* PAGE
▶

Until now, the tool has been ring-fenced around Josh Bersin Company data but last week it opened up the ability for HR teams licensing it to upload their own documents. The future goal is for Galileo to be used by organizations as their own in-house HR employee assistant that is customized to their own business and strictly protected. Just over 60 clients are currently trialing the tool.
Here’s a look at how Rolls Royce and Conagra HR chiefs are using the tool.
Rolls Royce plan to invest in HR teams’ skills
Jet engine manufacturer Rolls Royce has approximately 400 internal HR professionals within the organization — which has around 42,000 employees globally. So far a handful of people have access to Galileo but there are plans to scale that this year. For now, the tool is being used to upskill HR professionals within the company.
“Coupled with the general pace of change around the world, companies are really grappling with the question: ‘How can we help create an environment within our organizations where our people have the right depth and breadth of opportunities to continuously build out their skill sets, but at a greater pace than ever before,’” said Mary Glowacka, global head of learning and leadership development at Rolls Royce.
In practice, that means finding ways that help evolve skills and behaviors on a daily basis, she added. She is currently treating Galileo as a day-to-day “thinking partner” for the HR professionals using it within the business.
Skills and knowledge sharing can be sped up and shared with other HR leads across the business, who can then pass it on to employees in need of it. For example, if a manager tells their HR business partner (the head of HR in their section or department) that they want to put their team through some communications training, rather than take half a day researching that and writing a framework for that manager, they can get Galileo to do it. The tool can access the HR resource data and write an extensive framework that can be tweaked to how the company wants it, within half an hour.
Using the tool has helped skirt legacy issues large HR departments often have, where expertise is siloed in specific functions. “[Using it means] I’ve got a safe space for ideation, for creating some content quickly,” said Glowacka, latter adding, “I can be quite self-sufficient at that moment because I have a generative AI assistant that can help me along the way.”
The breadth of functions HR has to be across has grown exponentially, with the result that in larger legacy businesses HR departments are often complex and sprawling with specialists in dozens of functions from talent recruitment to well-being and performance management. “We have to redesign the HR function so it operates in a more integrated way,” said Josh Bersin, global industry analyst and CEO of the Josh Bersin Co.
Galileo has been designed as a tool to help stitch together different functions, to help HR professionals train themselves across other areas. For example, a well-being or compensation or benefits specialist can use the AI tool to help determine (outside of their normal expertise area) why the company’s sales department isn’t performing well.

◀

* REQUIREMENTS
Return the span of the Galileo article from "In practice, that" up to and including "half an hour.", word for word. The listing that follows has no connection to the Galileo article.

* RECORDED INFORMATION
▶

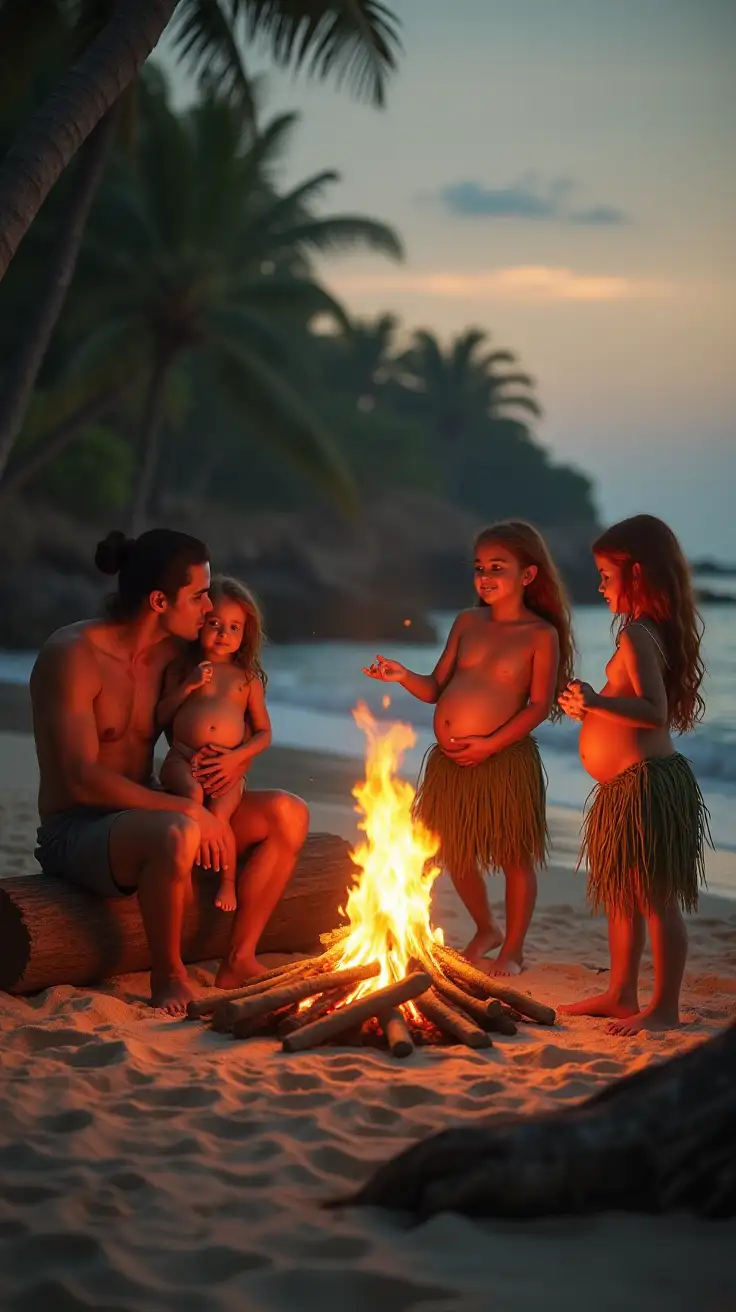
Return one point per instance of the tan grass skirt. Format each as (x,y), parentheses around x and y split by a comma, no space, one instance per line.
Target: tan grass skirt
(644,837)
(487,816)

◀

* SOLUTION BELOW
In practice, that means finding ways that help evolve skills and behaviors on a daily basis, she added. She is currently treating Galileo as a day-to-day “thinking partner” for the HR professionals using it within the business.
Skills and knowledge sharing can be sped up and shared with other HR leads across the business, who can then pass it on to employees in need of it. For example, if a manager tells their HR business partner (the head of HR in their section or department) that they want to put their team through some communications training, rather than take half a day researching that and writing a framework for that manager, they can get Galileo to do it. The tool can access the HR resource data and write an extensive framework that can be tweaked to how the company wants it, within half an hour.